Exercise task A:
According to the post on sex bias in faculty hiring, who must make the hiring judgments in a study for it to be included in the compendium?

-- begin Source excerpt --

More Evidence of Biases Against Men than Against Women in Faculty Hiring
A Compendium of All Experimental Studies of Faculty Hiring
Summary Up Front
Far more and far better experimental studies find biases against men than against women in academic hiring. That’s the whole summary. Read on for the details
If you are an Unsafe Science Subscriber, you know that our reversal of a study finding biases against women in hiring by Science faculty was recently accepted for publication in a journal expressly designed to improve the rigor of psychological science. That is, it was no mere “replication failure” – though it was that. Our 3 studies found biases against hiring men.
Given the intensity and dominance of the academic rhetoric about patriarchy, gender gaps in salary and STEM, the nearly monomaniacal emphasis on biases against women, and even outright delusions of biases against hiring women, one might wonder: “Well, what have other experimental studies of sex bias in hiring by faculty found?”
Glad you asked. In this post, I provide a compendium and brief summary of major findings of every experimental study assessing sex biases in academic hiring that I am aware of.[1] To be included here, the study needed to:
1. Have a sample of faculty as those making hiring judgments. So, studies of undergraduate or graduate students or laypeople are excluded.
2. Be a true experiment, i.e., randomly assign faculty to judge at least one male applicant and at least one female applicant with identical qualifications. Thus, these are audit, or audit-like studies, which means they assess hiring biases, but do not directly assess gaps or the explanations for gaps in specific fields or departments. The great strength of experimental studies is that they can and do hold “everything else constant,” which they can do because the applicants are not real people. In a typical experiment of this genre, some faculty are asked to evaluate “John” and others are asked to evaluate “Jennifer” – and both receive identical information about John and Jennifer. Therefore, if faculty favor one over the other, the only possible explanation can be some sort of sex bias.

-- end Source excerpt --
-- begin Input for this task --

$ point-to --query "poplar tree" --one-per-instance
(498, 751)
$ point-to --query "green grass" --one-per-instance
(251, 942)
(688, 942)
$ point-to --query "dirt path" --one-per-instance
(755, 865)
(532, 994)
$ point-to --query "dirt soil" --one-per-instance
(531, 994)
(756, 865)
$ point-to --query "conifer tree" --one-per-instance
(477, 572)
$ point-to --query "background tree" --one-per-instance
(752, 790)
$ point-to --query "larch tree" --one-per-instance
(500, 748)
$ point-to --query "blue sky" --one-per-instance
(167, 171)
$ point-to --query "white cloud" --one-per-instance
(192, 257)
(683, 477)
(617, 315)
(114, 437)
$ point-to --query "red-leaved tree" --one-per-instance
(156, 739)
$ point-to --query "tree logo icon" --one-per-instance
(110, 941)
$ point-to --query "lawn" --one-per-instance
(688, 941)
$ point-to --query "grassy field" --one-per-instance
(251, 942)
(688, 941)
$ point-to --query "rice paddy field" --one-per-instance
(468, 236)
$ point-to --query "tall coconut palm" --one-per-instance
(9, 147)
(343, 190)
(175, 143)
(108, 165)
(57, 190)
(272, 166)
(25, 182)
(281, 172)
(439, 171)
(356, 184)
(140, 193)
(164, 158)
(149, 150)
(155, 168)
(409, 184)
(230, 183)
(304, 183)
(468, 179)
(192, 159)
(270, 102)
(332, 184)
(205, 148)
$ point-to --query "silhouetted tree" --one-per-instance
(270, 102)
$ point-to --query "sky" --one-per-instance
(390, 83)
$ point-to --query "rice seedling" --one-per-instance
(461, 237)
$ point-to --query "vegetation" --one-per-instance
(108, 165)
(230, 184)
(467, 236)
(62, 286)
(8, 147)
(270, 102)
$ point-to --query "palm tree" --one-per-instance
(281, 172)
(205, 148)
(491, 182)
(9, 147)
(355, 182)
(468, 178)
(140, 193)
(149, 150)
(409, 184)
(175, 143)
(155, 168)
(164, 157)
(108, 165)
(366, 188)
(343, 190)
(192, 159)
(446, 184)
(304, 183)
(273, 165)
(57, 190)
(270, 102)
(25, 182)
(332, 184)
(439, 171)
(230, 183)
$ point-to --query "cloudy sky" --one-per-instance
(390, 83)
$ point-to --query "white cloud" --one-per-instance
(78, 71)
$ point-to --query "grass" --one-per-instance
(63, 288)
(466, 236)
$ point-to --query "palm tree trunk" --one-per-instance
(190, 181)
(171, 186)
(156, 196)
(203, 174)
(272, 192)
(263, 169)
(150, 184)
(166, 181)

-- end Input for this task --

Exercise task B:
How many lines of the listing contain the string "rice"? Give only the number.

Exercise output A:
A sample of faculty.

Exercise output B:
2